YOUR INSTRUCTIONS — Your answer should be the entire listing, printed exactly.

RECORD EXCERPTS —
_ _ _ _
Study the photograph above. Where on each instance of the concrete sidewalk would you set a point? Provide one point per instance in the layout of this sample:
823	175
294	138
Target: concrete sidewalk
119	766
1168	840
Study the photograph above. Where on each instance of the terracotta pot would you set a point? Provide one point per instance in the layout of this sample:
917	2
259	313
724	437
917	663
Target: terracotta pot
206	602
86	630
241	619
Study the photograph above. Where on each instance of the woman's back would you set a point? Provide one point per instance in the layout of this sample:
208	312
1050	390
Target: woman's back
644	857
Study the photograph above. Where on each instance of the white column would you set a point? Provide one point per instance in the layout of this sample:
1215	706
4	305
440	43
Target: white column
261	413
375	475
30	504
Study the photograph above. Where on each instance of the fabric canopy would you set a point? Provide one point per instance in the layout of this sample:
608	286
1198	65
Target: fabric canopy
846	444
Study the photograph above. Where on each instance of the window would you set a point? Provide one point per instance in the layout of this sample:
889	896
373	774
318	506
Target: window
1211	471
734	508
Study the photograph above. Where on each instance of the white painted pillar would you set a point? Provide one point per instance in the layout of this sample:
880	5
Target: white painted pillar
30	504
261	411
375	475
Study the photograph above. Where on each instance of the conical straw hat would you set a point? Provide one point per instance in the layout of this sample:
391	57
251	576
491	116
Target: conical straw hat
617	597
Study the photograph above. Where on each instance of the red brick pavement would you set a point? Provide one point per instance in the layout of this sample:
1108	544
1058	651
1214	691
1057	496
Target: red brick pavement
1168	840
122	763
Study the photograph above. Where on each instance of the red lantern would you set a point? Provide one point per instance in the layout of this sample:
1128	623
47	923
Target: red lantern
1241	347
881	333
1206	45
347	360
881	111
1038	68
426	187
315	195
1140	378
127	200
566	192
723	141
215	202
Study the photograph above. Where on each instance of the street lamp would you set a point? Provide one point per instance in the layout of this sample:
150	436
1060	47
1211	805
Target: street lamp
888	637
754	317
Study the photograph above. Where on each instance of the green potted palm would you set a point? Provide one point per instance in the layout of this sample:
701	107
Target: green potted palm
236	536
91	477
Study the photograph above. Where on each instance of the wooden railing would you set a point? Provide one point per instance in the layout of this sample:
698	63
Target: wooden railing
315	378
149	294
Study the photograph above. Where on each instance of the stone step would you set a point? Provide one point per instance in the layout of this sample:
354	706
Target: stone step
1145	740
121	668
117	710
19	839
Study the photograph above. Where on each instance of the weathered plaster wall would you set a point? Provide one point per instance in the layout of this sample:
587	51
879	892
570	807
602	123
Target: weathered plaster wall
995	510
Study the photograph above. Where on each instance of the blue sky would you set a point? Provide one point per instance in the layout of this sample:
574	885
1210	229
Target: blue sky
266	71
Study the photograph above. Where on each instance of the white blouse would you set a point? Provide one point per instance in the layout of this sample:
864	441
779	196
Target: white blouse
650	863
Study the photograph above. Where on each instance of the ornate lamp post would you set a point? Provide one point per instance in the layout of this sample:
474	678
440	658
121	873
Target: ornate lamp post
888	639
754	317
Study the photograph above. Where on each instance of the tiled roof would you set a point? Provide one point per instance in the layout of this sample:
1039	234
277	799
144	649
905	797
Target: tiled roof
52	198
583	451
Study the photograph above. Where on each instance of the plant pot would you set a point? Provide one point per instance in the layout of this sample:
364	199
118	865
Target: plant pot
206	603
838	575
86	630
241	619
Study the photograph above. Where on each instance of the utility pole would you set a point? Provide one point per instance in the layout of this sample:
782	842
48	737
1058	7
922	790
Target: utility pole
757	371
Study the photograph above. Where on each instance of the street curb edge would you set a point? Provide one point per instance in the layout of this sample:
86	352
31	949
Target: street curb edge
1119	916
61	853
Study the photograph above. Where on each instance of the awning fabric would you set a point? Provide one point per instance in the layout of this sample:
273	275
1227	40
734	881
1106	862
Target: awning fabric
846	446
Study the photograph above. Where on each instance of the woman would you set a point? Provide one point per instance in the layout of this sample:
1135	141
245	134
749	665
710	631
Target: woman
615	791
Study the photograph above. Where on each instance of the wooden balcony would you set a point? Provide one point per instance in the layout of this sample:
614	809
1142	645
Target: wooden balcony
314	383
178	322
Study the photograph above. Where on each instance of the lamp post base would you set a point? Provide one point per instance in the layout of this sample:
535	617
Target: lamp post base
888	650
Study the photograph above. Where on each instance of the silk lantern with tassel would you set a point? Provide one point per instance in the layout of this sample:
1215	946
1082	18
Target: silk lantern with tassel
_ _ _ _
WRITTEN RESPONSE —
Study the photograph above. Where on each instance of the concrete sidewalk would you set a point? Provide one point per instance in the layout of this sample:
823	175
294	138
Target: concrete sidewalk
119	766
1168	840
Study the photograph above. Where on each instance of the terracotta pot would you set a point? Provide one point per instance in the layout of this sample:
917	2
259	313
724	437
917	663
Target: terracotta pot
206	602
86	630
241	619
Study the photograph above. Where on each instance of the woman's back would you set a point? Provide one point per instance in the layout of this sample:
208	312
1050	390
Target: woman's back
644	857
Study the photograph above. Where on each instance of the white column would you set a point? Provide one point per instance in the layout of this sample:
1215	706
4	305
440	43
Target: white column
261	413
375	475
30	504
Study the photograph above. Where on each instance of the fabric canopy would you set a point? Provide one point per instance in the layout of this sample:
608	286
1198	65
Target: fabric canopy
846	444
Study the photograph above. Where on each instance of the window would you set a point? Provide one point per instance in the layout of this sample:
889	896
373	774
318	506
Target: window
1211	471
734	508
Study the photograph above. Where on each instance of the white painted pillar would you set a point? Provide one point per instance in the layout of this sample:
880	5
Target: white painted pillar
30	504
261	411
375	475
Study the photograph above. Where on each instance of the conical straw hat would you set a point? Provide one point per instance in the layout of this sample:
391	57
251	576
491	116
Target: conical straw hat
617	597
Study the photograph above. Where on each instance of the red brick pavement would you set a point? Provide one point per instance in the layout of this sample:
1108	544
1058	651
1214	691
1057	496
Target: red brick pavement
1168	840
122	763
Study the photograph above. Where on each instance of the red lantern would you set a point? Provide one point per instance in the layout of this sample:
1128	623
47	923
Target: red lantern
1241	347
881	333
1206	45
347	360
881	111
1038	68
426	187
315	195
1140	378
127	200
566	192
723	141
215	202
Study the photograph above. Where on each instance of the street lamp would you set a point? Provide one point per instance in the layout of this sample:
150	436
1060	47
1211	805
Target: street lamp
888	637
754	317
Study the photograph above. Where on each instance of the green potted palm would you set a point? Provide one point per instance in the layout of this sample:
701	107
Target: green potted palm
236	536
91	477
Study the photograph above. Where on each instance of the wooden railing would you set a point? Provide one point per instance in the layout of this sample:
698	63
Target: wooden railing
315	378
149	294
Study the photograph above. Where on each instance of the stone step would you set a point? Provide one point per instance in the layout of this sample:
354	706
Target: stone step
1145	740
121	668
117	710
19	839
Study the photograph above. Where on each instance of the weathered plaster wall would you set a point? Provide one point per instance in the layout of this sample:
587	51
879	892
570	807
602	123
Target: weathered plaster wall
995	510
Study the photograph above. Where on each instance of the blue sky would you set a point? Provide one point per instance in the layout of this sample:
574	885
1210	229
Target: blue sky
266	71
Study the photograph above. Where on each instance of the white blouse would you set a point? Provide one point per instance in the layout of this sample:
864	441
779	196
Target: white blouse
650	863
Study the photograph above. Where on each instance of the ornate lamp post would you set a point? Provide one point per instance in the layout of this sample:
474	678
440	658
121	873
Target: ornate lamp post
888	639
754	317
Study the photograph above. Where on each instance of the tiled roof would you set a point? Provide one point per instance in the layout of this sample:
1039	234
277	799
144	649
905	797
Target: tiled roof
52	198
583	451
Study the photograph above. Where on each instance of the plant pot would you set a point? Provide one point per instance in the layout of this sample:
364	199
118	865
Target: plant pot
206	603
838	575
86	630
241	619
Study the photograph above. Where on each instance of the utility pole would you set a point? Provide one point per instance in the layout of this sample:
782	842
48	737
1058	7
922	790
Target: utility pole
757	371
Study the photograph above. Where on each instance of the street curb edge would you set a point? Provide one point per instance in the layout of this sample:
86	352
31	949
Target: street curb edge
1119	916
61	853
Study the photograph above. Where on each instance of the awning fabric would you set a point? Provide one point per instance in the layout of this sample:
273	275
1227	40
734	881
1106	862
Target: awning fabric
846	446
Study the photograph above. Where on each instance of the woman would you set a point? Provide one point per instance in the layout of this sample:
1135	141
245	134
749	665
710	631
Target: woman
615	791
Study the photograph above. Where on each instance of the wooden balcony would you set a point? Provide one point per instance in the layout of this sample:
614	809
1142	645
Target: wooden balcony
314	383
178	322
Study the photograph above. Where on each instance of the lamp post base would you set a point? Provide one point per instance in the layout of this sample:
535	617
Target: lamp post base
888	650
Study the photograph above. Where on each instance of the silk lantern with tassel would you set a point? Provide one point per instance in the layout of this sample:
1215	946
1082	18
Target: silk lantern with tassel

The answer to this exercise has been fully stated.